◆ Instruções
1. Responda às perguntas abaixo com base no texto sobre a eleição na Turquia.
(a) Qual é a inflação anual citada?
(b) Quantos mortos deixou o terremoto mencionado?
(c) Para qual universidade trabalha José Duarte Ribeiro?
2. Segundo o texto sobre a eleição na Turquia, por que a revista The Economist considera essa votação "a mais importante do ano"? Responda em uma a três frases.
3. Dê continuidade ao texto sobre a eleição na Turquia a partir do ponto em que ele termina.

◆ Trecho para leitura
________________________________________
O Estado de S. Paulo
Kilicdaroglu é a esperança dos turcos que
anseiam por um governo minimamente normal
Na primavera, a vida noturna da Rua Istklal
e a movida cultural do bairro de Kadikoy atingem seu pico. A maioria dos
moradores de Istambul, metrópole vibrante encravada entre a Europa e a Ásia,
deverá votar amanhã contra Recep Tayyip Erdogan nas eleições presidenciais
turcas. “Quem perde Istambul perde a Turquia”, disse certa vez Erdogan. Talvez,
no entanto, ele esteja errado – infelizmente.
Apesar dos indicadores catastróficos – mais de 80% de inflação anual, derretimento da lira turca e negligência do governo num terremoto que deixou 50 mil mortos –, a vitória do oposicionista Kemal Kilicdaroglu não é certa. As pesquisas preveem equilíbrio no segundo turno entre ambos, na eleição que a revista britânica The Economist define como “a mais importante do ano”, pela oportunidade de apear um governante despótico de uma das mais populosas democracias do planeta.
O que explica o equilíbrio? “Parte da
população da Turquia ainda acredita no mito do governante forte e autoritário”,
diz o sociólogo português José Duarte Ribeiro, que mora em Ancara e trabalha
como pesquisador para a Universidade de Lisboa. “Nas áreas mais pobres, mesmo
as atingidas pelo terremoto, Erdogan ainda lidera.” Duarte Ribeiro é o
entrevistado no minipodcast da semana.
________________________________________
(Entradas de dados coletadas)
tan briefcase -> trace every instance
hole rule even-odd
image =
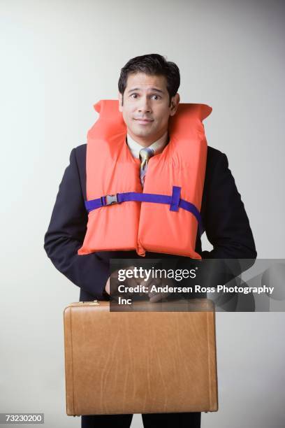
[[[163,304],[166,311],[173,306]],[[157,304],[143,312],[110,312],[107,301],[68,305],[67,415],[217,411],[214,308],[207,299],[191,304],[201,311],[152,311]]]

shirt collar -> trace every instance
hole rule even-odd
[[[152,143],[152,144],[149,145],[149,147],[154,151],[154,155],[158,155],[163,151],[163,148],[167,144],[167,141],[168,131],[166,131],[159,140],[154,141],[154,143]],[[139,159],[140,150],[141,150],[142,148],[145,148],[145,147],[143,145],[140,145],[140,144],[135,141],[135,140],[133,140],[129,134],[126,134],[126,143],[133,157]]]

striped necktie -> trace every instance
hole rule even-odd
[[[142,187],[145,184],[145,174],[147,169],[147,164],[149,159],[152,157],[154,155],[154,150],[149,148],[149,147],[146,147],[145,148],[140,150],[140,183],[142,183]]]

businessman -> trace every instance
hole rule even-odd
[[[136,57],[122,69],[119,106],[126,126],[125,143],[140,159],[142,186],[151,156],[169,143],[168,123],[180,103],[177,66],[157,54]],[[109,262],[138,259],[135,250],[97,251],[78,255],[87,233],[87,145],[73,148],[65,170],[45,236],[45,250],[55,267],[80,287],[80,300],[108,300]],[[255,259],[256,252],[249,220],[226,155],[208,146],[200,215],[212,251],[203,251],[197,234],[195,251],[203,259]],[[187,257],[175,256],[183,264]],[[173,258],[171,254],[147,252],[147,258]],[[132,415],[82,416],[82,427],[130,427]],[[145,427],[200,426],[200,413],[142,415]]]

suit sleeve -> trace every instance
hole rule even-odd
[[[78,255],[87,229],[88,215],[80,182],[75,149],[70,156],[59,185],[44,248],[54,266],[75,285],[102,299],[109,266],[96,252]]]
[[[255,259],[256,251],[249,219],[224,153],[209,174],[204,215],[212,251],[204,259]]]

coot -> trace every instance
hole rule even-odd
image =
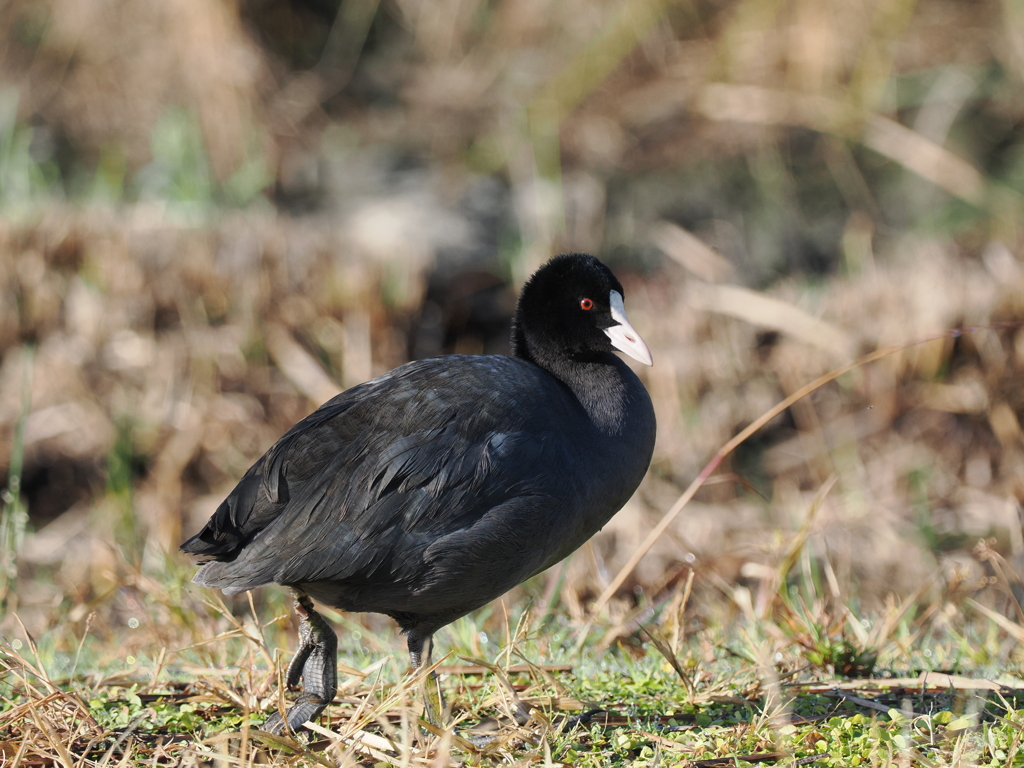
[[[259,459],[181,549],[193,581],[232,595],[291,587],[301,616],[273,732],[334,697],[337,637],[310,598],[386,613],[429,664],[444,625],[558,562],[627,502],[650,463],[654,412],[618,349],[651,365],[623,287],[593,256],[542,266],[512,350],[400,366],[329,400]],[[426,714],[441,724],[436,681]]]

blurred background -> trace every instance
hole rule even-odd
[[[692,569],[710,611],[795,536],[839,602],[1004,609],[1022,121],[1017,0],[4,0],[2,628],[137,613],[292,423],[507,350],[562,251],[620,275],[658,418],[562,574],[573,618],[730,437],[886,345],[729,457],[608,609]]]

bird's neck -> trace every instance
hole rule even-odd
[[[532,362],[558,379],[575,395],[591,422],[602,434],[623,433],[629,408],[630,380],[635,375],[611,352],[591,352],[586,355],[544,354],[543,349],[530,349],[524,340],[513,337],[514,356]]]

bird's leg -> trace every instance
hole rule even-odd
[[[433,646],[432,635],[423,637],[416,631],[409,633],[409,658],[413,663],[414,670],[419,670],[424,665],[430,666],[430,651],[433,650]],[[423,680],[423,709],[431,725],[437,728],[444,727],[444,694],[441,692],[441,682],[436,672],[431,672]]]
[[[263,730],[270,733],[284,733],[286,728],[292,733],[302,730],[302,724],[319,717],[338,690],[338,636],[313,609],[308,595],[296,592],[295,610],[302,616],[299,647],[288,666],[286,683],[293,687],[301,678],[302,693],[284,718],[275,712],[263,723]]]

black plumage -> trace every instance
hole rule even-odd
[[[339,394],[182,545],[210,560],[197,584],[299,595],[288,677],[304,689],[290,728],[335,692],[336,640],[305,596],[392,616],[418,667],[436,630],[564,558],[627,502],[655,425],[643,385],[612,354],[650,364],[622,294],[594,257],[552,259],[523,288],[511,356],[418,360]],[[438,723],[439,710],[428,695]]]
________________________________________
◆ As respostas
1.
(a) Mais de 80%.
(b) 50 mil mortos.
(c) Para a Universidade de Lisboa.

2. Porque a eleição oferece a oportunidade de apear um governante despótico de uma das mais populosas democracias do planeta.

3.
“A Turquia tem vários jornalistas presos,
além de artistas e humoristas, e é um dos países com o maior índice de feminicídios
e crimes passionais”, diz o sociólogo. Sob Erdogan, a Turquia saiu da Convenção
de Istambul, tratado que prevê a proteção dos direitos das mulheres e o combate
à violência doméstica. Uma lei autoritária prevê a prisão dos que criticam o
presidente de forma que ele considere “ofensiva”.
Erdogan destruiu as instituições
democráticas do país e extinguiu o cargo de primeiro-ministro para concentrar
mais poder na presidência. Kilicdaroglu promete fortalecer o parlamento,
libertar os presos políticos e restabelecer os direitos civis.
O candidato da oposição é frequentemente
comparado a Joe Biden. É um político de 74 anos, bem votado entre a elite
liberal de Istambul e Ancara e suave no trato – a não ser quando sobe o tom por
razões pragmáticas, como fez na semana passada ao falar contra os imigrantes de
olho no voto dos nacionalistas. A bravata repercutiu mal na imprensa ocidental.
Foi um arreganho imperdoável, mas, mesmo
assim, Kilicdaroglu é a esperança dos turcos que anseiam por um governo
minimamente normal. Seus comícios são embalados por uma canção do popstar
Levent Yuksel cujo refrão diz: “A primavera voltará”. Se ele ganhar, os bares
da Istklal e os cafés de Kadikoy ficarão ainda mais cheios.
*Escritor, pesquisador do Observatório da Qualidade
da Democracia na Universidade de Lisboa e professor da Faap
E tomara que ganhe.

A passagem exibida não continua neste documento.